● **Job**
Give everything in the records below, from the line containing "Mark one point on each instance of the tile" down to the line containing "[(100, 259)]", both included, as a Markdown table with the columns Row and Record line. Put one line per numbered row, skip any blank lines, and include no other lines.

● **Exercise inputs**
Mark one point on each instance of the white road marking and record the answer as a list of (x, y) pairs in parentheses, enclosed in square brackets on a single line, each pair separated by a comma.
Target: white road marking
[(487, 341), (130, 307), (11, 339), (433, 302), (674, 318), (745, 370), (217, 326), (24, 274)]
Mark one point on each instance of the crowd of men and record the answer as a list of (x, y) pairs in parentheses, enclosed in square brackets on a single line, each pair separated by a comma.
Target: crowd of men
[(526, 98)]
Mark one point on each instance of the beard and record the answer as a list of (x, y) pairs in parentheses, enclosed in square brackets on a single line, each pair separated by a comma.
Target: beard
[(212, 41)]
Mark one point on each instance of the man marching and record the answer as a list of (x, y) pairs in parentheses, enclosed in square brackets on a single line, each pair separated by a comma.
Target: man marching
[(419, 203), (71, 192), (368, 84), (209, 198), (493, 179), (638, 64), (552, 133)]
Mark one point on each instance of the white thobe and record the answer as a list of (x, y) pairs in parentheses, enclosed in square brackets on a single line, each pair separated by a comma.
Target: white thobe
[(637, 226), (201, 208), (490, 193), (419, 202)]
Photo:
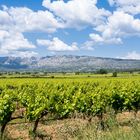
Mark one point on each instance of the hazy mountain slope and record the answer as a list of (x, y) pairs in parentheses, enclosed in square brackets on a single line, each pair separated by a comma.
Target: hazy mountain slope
[(66, 63)]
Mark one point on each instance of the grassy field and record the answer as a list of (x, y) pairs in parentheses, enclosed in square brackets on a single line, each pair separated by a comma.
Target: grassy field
[(125, 126)]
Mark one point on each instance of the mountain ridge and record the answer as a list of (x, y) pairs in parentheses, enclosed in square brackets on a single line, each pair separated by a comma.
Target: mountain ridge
[(68, 63)]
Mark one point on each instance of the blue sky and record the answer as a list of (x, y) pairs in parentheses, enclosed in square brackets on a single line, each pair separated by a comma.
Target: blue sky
[(104, 28)]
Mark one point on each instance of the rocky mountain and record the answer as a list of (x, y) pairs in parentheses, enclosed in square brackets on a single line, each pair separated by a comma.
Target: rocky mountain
[(67, 63)]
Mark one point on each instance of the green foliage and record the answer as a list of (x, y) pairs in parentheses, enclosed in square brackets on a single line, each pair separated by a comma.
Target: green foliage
[(114, 74), (63, 98)]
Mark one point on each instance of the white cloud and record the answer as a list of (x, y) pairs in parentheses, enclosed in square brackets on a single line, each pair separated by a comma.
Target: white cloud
[(23, 54), (24, 19), (118, 26), (57, 45), (13, 42), (131, 55), (77, 13), (128, 6)]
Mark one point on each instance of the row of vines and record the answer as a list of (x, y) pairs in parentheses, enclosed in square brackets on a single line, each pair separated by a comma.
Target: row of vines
[(61, 100)]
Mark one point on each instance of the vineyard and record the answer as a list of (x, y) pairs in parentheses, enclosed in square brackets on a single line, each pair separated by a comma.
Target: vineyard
[(32, 100)]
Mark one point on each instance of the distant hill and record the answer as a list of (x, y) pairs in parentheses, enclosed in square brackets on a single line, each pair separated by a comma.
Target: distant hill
[(67, 63)]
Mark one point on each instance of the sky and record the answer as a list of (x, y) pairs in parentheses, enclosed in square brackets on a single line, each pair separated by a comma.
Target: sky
[(102, 28)]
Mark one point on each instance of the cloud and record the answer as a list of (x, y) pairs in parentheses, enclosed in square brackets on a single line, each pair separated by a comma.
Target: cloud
[(128, 6), (77, 13), (23, 19), (57, 45), (13, 42), (118, 26), (131, 55)]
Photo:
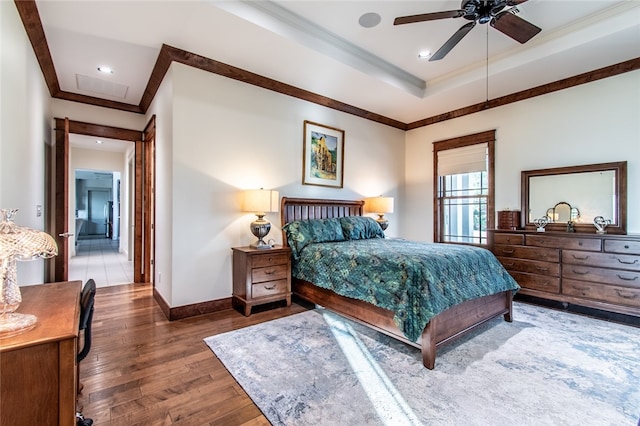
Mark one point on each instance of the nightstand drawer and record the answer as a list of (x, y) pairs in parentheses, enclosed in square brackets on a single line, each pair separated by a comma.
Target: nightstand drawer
[(269, 288), (269, 273), (261, 260)]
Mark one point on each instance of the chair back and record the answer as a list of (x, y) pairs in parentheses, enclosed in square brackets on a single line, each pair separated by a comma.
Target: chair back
[(87, 301)]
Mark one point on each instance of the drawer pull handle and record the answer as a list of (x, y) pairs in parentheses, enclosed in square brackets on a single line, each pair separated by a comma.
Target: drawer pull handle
[(580, 273), (582, 288), (580, 258), (626, 295), (627, 279)]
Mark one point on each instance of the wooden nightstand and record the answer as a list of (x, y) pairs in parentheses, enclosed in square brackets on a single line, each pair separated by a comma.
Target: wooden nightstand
[(261, 276)]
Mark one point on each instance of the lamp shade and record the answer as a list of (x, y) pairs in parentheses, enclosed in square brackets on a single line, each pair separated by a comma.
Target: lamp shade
[(380, 204), (260, 201)]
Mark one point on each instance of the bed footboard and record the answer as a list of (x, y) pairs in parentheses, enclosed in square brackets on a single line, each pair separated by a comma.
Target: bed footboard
[(445, 327)]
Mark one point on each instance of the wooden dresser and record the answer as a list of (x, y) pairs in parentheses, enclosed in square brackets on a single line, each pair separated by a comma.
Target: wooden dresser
[(38, 367), (261, 276), (597, 271)]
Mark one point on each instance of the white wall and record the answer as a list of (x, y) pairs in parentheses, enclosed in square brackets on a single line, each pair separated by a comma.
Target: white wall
[(228, 136), (162, 108), (597, 122), (24, 131)]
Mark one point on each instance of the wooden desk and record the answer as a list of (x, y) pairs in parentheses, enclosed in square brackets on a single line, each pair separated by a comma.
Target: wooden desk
[(38, 367)]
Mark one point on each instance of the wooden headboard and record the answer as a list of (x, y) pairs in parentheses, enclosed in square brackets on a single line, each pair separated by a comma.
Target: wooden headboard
[(308, 208)]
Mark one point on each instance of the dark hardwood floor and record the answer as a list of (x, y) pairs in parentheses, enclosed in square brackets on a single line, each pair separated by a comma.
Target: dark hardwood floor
[(145, 370)]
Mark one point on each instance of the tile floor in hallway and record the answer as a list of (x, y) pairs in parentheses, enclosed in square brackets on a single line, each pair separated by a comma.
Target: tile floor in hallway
[(100, 259)]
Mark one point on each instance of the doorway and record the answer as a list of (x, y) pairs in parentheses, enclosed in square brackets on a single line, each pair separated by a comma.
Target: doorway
[(99, 252), (62, 221)]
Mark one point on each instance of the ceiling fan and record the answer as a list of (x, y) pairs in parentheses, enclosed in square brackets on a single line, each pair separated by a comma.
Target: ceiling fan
[(498, 13)]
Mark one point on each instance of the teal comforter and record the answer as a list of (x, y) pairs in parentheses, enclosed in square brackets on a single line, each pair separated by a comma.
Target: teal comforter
[(415, 280)]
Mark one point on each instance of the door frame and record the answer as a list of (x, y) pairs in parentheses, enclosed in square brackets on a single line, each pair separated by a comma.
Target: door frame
[(60, 206)]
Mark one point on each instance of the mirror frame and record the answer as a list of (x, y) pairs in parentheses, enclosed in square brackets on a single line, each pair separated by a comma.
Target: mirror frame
[(620, 172)]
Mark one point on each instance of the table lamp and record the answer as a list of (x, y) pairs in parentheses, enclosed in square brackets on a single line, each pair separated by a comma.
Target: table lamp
[(260, 202), (380, 206), (18, 243)]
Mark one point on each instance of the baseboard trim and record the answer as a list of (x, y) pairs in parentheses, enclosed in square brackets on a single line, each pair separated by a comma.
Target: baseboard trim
[(195, 309)]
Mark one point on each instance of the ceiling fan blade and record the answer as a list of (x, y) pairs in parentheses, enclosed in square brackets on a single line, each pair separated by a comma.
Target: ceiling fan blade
[(428, 17), (514, 26), (453, 40)]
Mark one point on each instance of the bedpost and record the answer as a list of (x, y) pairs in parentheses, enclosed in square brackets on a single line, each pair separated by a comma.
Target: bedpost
[(508, 316), (428, 346)]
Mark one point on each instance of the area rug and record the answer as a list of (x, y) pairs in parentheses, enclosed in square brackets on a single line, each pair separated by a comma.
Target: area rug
[(547, 367)]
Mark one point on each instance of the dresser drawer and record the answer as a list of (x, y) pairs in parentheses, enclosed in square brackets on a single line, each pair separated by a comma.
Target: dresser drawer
[(269, 288), (537, 282), (569, 243), (269, 260), (269, 273), (524, 252), (622, 246), (530, 266), (605, 260), (598, 275), (502, 238), (607, 293)]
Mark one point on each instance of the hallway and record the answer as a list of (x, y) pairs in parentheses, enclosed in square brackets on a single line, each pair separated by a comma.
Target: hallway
[(98, 258)]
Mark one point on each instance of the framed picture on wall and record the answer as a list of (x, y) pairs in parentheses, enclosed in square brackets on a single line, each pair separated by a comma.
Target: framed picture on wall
[(323, 155)]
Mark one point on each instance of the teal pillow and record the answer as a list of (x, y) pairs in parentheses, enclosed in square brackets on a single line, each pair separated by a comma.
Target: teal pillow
[(300, 233), (360, 228)]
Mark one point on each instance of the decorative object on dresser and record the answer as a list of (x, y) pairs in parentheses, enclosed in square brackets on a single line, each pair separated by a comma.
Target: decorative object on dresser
[(592, 270), (541, 223), (601, 223), (322, 155), (589, 191), (261, 276), (260, 202), (380, 206), (509, 219), (18, 243)]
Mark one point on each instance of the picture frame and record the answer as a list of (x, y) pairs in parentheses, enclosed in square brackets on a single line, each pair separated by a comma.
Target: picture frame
[(322, 155)]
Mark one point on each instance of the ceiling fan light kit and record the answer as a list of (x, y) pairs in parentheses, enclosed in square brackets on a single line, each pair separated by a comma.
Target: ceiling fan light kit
[(497, 13)]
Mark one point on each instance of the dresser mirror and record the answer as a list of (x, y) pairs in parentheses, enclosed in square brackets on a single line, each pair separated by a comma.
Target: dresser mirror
[(576, 194)]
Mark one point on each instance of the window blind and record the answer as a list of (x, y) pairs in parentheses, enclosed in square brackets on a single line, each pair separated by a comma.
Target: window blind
[(468, 159)]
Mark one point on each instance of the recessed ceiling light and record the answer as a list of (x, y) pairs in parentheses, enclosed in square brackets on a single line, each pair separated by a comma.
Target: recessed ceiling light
[(369, 20)]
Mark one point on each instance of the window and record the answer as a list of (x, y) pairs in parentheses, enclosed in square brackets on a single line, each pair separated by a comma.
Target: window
[(464, 190)]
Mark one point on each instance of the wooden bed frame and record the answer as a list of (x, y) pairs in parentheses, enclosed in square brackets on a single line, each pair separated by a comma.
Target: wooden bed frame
[(443, 328)]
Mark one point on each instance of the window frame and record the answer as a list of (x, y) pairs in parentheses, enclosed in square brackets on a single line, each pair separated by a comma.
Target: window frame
[(487, 137)]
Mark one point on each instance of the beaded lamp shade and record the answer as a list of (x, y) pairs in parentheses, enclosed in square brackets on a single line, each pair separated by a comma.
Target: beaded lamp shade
[(18, 243)]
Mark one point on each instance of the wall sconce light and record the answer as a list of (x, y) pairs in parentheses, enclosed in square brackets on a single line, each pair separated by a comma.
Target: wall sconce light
[(260, 202), (18, 243), (380, 206)]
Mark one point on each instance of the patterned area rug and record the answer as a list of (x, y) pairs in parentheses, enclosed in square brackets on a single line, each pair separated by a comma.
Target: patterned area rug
[(545, 368)]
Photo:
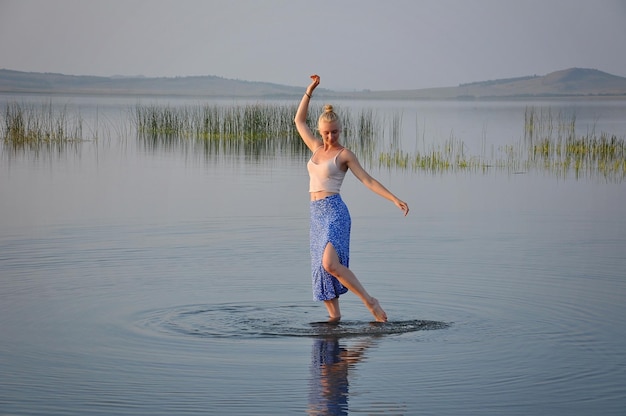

● **The answer**
| Row | Record line |
|---|---|
| 1 | Mark one point on each instance of the tile floor in hallway and record the answer as a list of (x, y) pairs in parentheses, enclosed in square brackets on a single line, each pair separated by a comma. |
| 2 | Target: tile floor in hallway |
| 3 | [(100, 259)] |